---------- Extracted data

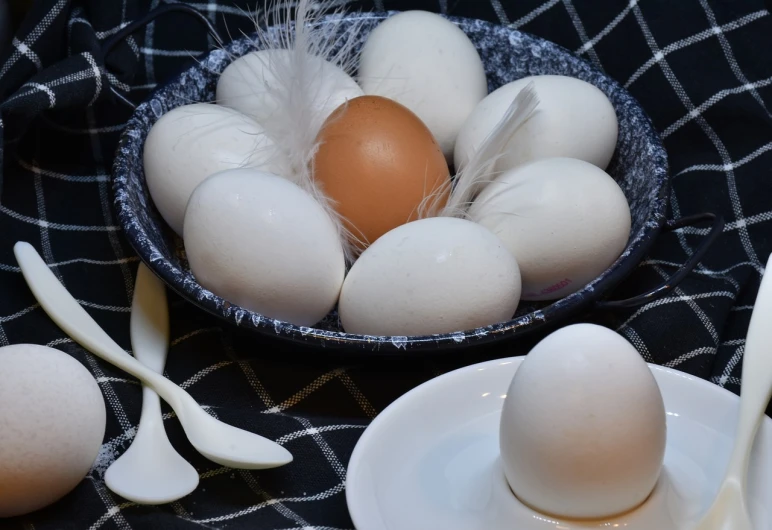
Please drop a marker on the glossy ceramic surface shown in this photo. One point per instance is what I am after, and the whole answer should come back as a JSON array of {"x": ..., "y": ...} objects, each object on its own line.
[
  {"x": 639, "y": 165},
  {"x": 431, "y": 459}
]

--------------------

=== Short exercise ===
Reproduce the lines above word for word, omitting the pictures.

=== Exercise output ===
Please drop a marker on the glossy ceramic surface shown in this photo. One point per instance is what I am after, and the whole answer should come back as a JSON array of {"x": ..., "y": ...} objects, each object on its own line.
[
  {"x": 639, "y": 165},
  {"x": 431, "y": 459}
]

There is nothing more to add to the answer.